**PROVIDED PASSAGE:**

Optical coherence tomography angiography in diabetic retinopathy: a review of current applications

Kai Yuan Tey  1 Kelvin Teo  2 Anna C S Tan  2 Kavya Devarajan  3 Bingyao Tan  3 Jacqueline Tan  3 Leopold Schmetterer  3 Marcus Ang  4
Affiliations
Review

Optical coherence tomography angiography in diabetic retinopathy: a review of current applications

Kai Yuan Tey et al. Eye Vis (Lond). .

Abstract

Background: Diabetic retinopathy (DR) is a leading cause of vision loss in adults. Currently, the standard imaging technique to monitor and prognosticate DR and diabetic maculopathy is dye-based angiography. With the introduction of optical coherence tomography angiography (OCTA), it may serve as a potential rapid, non-invasive imaging modality as an adjunct.

**DATA EXCERPTS:**
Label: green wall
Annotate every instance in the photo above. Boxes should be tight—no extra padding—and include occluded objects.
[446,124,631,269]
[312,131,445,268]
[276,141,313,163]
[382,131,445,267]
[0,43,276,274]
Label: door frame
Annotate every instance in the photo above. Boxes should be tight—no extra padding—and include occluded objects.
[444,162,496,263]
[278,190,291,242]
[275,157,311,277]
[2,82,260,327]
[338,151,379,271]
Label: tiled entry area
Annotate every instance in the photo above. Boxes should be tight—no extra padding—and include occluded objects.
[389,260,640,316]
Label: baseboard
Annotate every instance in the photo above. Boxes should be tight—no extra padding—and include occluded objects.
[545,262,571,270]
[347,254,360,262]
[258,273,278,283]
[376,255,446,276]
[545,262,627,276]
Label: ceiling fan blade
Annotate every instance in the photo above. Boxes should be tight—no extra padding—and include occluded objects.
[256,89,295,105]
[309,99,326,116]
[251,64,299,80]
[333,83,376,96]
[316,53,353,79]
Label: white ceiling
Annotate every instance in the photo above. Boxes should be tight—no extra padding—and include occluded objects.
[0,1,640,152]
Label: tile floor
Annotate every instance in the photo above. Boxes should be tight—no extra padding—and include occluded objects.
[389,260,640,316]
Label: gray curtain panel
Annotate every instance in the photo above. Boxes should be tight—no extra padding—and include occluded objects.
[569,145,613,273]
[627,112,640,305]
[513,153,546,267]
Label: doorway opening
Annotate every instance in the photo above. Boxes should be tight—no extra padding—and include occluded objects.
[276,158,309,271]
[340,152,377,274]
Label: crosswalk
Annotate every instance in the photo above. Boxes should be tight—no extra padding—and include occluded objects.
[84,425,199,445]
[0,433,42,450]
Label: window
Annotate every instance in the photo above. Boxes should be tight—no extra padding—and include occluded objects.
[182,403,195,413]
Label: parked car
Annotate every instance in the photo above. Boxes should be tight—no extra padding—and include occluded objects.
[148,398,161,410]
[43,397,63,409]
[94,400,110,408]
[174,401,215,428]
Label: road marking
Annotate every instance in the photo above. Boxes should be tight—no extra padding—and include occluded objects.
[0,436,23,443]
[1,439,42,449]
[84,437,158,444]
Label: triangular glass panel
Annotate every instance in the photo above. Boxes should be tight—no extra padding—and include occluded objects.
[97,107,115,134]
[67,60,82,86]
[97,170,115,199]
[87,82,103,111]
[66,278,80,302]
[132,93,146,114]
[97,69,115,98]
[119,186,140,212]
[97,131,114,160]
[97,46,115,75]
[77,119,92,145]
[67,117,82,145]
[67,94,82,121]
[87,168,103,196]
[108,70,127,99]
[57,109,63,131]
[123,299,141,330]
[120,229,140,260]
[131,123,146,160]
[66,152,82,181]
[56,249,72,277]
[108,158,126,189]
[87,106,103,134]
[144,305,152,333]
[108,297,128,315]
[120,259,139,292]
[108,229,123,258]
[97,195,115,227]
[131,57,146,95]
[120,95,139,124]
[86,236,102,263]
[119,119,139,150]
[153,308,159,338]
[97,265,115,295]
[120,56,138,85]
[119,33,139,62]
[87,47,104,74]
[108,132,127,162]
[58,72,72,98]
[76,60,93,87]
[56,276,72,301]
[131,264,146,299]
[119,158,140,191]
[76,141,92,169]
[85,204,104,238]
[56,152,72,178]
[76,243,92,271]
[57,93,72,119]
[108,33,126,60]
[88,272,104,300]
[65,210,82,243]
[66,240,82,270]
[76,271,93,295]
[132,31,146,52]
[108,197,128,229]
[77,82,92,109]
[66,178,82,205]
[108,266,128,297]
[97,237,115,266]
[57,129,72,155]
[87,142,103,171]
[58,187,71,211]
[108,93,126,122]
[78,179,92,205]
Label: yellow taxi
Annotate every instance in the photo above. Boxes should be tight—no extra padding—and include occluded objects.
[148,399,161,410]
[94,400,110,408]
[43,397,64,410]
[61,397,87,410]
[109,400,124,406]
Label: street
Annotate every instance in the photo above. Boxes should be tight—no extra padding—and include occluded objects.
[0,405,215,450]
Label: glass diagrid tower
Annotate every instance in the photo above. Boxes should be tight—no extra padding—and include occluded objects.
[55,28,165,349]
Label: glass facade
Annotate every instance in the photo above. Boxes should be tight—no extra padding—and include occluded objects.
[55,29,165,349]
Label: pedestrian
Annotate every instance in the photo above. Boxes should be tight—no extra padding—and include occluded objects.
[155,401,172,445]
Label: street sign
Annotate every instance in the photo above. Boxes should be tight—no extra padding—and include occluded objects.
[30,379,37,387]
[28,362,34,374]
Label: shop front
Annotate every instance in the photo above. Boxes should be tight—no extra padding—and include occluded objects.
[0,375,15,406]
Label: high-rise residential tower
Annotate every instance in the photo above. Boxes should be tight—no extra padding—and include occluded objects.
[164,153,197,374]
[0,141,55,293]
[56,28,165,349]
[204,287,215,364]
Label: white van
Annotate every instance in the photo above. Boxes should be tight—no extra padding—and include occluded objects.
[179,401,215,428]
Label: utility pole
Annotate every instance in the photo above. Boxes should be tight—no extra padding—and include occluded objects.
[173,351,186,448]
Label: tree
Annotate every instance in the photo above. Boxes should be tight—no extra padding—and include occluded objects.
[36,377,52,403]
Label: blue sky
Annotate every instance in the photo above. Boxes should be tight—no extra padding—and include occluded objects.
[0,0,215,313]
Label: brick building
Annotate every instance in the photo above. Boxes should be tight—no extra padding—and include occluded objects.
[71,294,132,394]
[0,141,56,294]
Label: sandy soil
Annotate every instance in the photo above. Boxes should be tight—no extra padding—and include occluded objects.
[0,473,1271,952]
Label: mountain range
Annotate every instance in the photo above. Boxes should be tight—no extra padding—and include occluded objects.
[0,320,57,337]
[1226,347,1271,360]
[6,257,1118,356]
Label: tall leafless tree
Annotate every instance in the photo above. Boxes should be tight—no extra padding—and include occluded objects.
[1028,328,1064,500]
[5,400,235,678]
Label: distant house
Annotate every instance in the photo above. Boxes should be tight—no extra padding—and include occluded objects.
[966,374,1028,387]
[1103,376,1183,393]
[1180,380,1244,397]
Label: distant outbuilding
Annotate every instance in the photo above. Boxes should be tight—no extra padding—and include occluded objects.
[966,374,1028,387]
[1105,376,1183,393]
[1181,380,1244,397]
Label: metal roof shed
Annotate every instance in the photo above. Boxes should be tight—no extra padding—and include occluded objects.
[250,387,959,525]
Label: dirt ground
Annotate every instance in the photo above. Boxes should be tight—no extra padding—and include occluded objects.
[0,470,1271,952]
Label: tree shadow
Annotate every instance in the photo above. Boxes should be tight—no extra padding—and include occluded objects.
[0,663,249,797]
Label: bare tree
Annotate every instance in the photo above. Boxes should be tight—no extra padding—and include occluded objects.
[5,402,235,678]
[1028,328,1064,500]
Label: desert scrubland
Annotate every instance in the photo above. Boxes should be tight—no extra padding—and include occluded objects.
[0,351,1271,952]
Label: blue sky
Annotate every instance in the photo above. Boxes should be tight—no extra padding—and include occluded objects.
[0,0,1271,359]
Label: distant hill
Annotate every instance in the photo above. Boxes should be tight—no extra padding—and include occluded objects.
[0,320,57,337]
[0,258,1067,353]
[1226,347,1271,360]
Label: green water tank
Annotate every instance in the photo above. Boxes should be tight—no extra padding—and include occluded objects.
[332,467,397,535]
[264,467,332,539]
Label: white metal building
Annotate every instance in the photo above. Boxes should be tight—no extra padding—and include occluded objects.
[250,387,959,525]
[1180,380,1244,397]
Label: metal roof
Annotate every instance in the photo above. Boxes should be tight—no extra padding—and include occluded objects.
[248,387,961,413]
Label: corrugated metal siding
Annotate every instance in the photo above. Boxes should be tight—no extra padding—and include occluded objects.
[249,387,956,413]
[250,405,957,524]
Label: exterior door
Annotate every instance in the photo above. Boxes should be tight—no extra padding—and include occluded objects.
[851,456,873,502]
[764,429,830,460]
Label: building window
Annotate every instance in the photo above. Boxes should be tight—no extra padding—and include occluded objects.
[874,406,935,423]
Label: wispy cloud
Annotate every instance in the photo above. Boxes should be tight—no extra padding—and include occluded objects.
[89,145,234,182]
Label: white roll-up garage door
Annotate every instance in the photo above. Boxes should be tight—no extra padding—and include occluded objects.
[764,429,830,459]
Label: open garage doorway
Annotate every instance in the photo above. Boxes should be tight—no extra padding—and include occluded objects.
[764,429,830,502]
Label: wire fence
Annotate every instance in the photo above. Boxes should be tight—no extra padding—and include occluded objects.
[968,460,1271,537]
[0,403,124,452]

**PARTS OF THE EXERCISE:**
(A) Sum up the diabetic retinopathy excerpt in two sentences.
(B) Write out the diabetic retinopathy excerpt word for word, from "Kai Yuan Tey  1" up to and including "as an adjunct.".

**ANSWERS PER TASK:**
(A) Diabetic retinopathy is a leading cause of vision loss in adults, and dye-based angiography is currently the standard imaging technique to monitor and prognosticate it and diabetic maculopathy. Optical coherence tomography angiography (OCTA) may serve as a potential rapid, non-invasive imaging modality as an adjunct.

(B)
Kai Yuan Tey  1 Kelvin Teo  2 Anna C S Tan  2 Kavya Devarajan  3 Bingyao Tan  3 Jacqueline Tan  3 Leopold Schmetterer  3 Marcus Ang  4
Affiliations
Review

Optical coherence tomography angiography in diabetic retinopathy: a review of current applications

Kai Yuan Tey et al. Eye Vis (Lond). .

Abstract

Background: Diabetic retinopathy (DR) is a leading cause of vision loss in adults. Currently, the standard imaging technique to monitor and prognosticate DR and diabetic maculopathy is dye-based angiography. With the introduction of optical coherence tomography angiography (OCTA), it may serve as a potential rapid, non-invasive imaging modality as an adjunct.